- _What is expected_
Reproduce each of the rows that follow word for word, without altering any character.

- _Listed entries_
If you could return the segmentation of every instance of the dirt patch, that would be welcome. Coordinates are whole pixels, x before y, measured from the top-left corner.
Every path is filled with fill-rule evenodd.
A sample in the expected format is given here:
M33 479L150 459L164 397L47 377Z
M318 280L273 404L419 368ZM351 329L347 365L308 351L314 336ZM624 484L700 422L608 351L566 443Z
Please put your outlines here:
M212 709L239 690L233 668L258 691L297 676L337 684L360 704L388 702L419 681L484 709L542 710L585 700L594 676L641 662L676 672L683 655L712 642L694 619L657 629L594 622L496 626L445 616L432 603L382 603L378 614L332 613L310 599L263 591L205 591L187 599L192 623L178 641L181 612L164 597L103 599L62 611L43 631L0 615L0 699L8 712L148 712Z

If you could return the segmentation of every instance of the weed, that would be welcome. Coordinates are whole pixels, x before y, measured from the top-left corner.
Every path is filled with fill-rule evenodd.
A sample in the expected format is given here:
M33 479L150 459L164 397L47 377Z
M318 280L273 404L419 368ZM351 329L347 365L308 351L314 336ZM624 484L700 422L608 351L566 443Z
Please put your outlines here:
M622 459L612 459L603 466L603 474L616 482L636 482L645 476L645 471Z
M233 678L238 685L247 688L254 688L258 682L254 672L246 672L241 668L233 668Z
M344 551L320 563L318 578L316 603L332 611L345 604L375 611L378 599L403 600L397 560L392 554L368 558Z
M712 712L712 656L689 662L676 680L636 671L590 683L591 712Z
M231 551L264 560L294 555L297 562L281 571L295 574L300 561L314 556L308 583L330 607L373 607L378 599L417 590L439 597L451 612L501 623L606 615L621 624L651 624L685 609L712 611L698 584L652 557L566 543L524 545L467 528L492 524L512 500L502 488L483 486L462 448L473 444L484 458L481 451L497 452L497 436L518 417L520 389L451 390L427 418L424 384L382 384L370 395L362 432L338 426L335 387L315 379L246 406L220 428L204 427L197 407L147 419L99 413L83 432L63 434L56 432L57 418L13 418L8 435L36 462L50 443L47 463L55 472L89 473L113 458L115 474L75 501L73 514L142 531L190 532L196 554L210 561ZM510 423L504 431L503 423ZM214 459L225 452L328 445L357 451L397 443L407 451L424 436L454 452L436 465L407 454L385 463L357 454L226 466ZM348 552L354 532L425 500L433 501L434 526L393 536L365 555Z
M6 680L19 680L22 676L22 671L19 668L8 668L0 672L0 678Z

- _Solution to the exercise_
If you could return the segmentation of every instance of the dirt patch, that would be welcome. Coordinates are whole pixels, x before y, measured from the top-left corner.
Every path is filled with fill-rule evenodd.
A sample in the expected format is given here:
M33 479L150 459L164 397L47 377Z
M318 280L273 404L419 368ZM351 329L347 365L308 351L314 336ZM624 484L700 422L608 351L566 443Z
Please put your outlines here:
M212 709L239 690L233 668L258 691L297 676L337 684L360 704L388 702L419 681L484 709L542 710L585 700L594 676L641 662L676 672L683 655L712 642L694 619L657 629L594 622L496 626L445 616L432 603L382 603L378 614L332 613L310 599L263 591L205 591L187 599L192 623L178 641L181 612L164 597L103 599L62 611L43 631L0 615L0 699L8 712L148 712Z

If you could return the segmentation of every instance of the weed, that would be welcome. Coordinates are whole pixels, x before y, measured from the top-left corner.
Every path is filled with fill-rule evenodd.
A sample in the expected format is given here:
M33 479L150 459L164 397L47 377Z
M318 280L273 404L419 368ZM351 329L347 365L308 351L314 336ZM624 484L700 422L608 351L566 443Z
Please put your outlines here:
M622 459L612 459L603 466L603 474L616 482L636 482L645 476L645 471Z
M233 678L238 685L247 688L254 688L258 682L254 672L246 672L241 668L233 668Z
M344 551L320 563L318 578L316 603L332 611L345 604L375 611L378 599L403 600L397 560L392 554L368 558Z
M712 712L712 656L689 662L676 680L636 671L590 683L591 712Z
M231 551L264 560L294 555L297 562L281 571L295 574L300 561L314 556L308 583L330 607L373 607L378 599L417 590L439 597L451 612L501 623L606 615L621 624L651 624L685 609L712 611L698 584L652 557L566 543L524 545L467 528L492 524L512 500L502 488L483 486L462 448L473 444L484 458L481 451L497 452L497 436L518 417L520 389L451 390L427 418L424 384L382 384L370 395L362 432L338 426L335 387L315 379L246 406L220 428L204 427L197 407L147 419L99 413L83 432L63 434L56 432L57 418L13 418L8 435L36 462L50 443L47 463L55 472L89 473L113 458L115 474L75 501L73 514L142 531L190 532L196 554L210 561ZM510 423L504 431L503 423ZM214 459L225 452L328 445L357 451L397 443L407 451L424 436L454 452L436 465L407 454L385 463L357 454L226 466ZM348 552L354 532L425 500L433 501L434 526L393 536L365 555Z
M6 680L19 680L22 676L22 671L19 668L8 668L0 672L0 678Z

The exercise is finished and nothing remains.